Serbo-Croatian has all the most important typological characteristics of
the Slavonic languages, that is a rich inflectional morphology, an
extensive agreement system, so-called free word order, a rich set of
morphophonemic alternations, the pervasive aspectual opposition, a double
negation, a reflexive possessive and so on.
Some of the interesting specifics of Serbo-Croatian are: 1) four accents
with pitch and length involved (only Slovene among Slavonic languages has a
somewhat similar system of accents); 2) it is the only Slavonic language
that has preserved a three-member system of deixis according to degrees of
distance and with the same consonant alternation v/t/n by demonstrative
pronouns, adverbs and even by so-called presentatives; 3) in place of an
infinitive in certain constructions where its understood subject can be
retrieved from the syntactic context, Serbo-Croatian (especially in the
eastern region) often uses a subordinate clause consisting of the
subordinator da and a present-tense verb form - this phenomenon is typical
to the area of Balkan languages (Bulgarian and Macedonian have the same
construction).
The present volume begins with a section on phonology (vowels, consonants,
accents). This is followed by a description of morphology (nominal: nouns,
adjectives, pronouns, numerals; verbal morphology). The syntax is presented
in the third section, in which noun phrase, clause structure, coordination,
subordination (especially relatives), negation, word order and discourse
related phenomena are described. The volume also contains a sample text
with interlinear transcription and translation and an ample bibliography.

PROVIDED MATERIAL =>

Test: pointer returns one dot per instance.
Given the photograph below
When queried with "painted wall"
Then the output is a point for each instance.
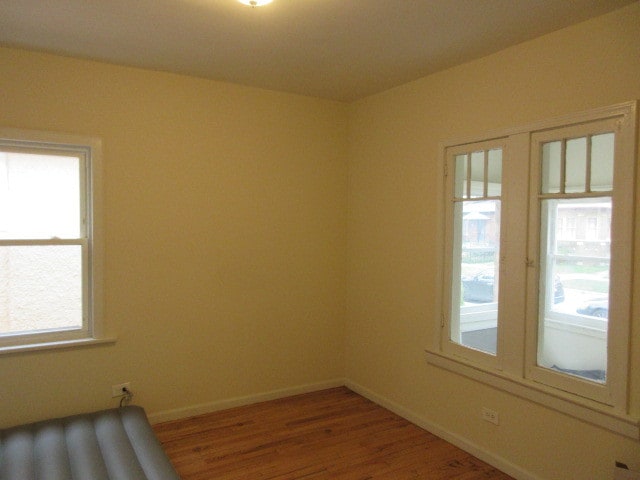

GIVEN PROBLEM =>
Transcribe the passage of the Serbo-Croatian overview above that falls between "Some of the" and "construction).", inclusive.

ANSWER =>
Some of the interesting specifics of Serbo-Croatian are: 1) four accents
with pitch and length involved (only Slovene among Slavonic languages has a
somewhat similar system of accents); 2) it is the only Slavonic language
that has preserved a three-member system of deixis according to degrees of
distance and with the same consonant alternation v/t/n by demonstrative
pronouns, adverbs and even by so-called presentatives; 3) in place of an
infinitive in certain constructions where its understood subject can be
retrieved from the syntactic context, Serbo-Croatian (especially in the
eastern region) often uses a subordinate clause consisting of the
subordinator da and a present-tense verb form - this phenomenon is typical
to the area of Balkan languages (Bulgarian and Macedonian have the same
construction).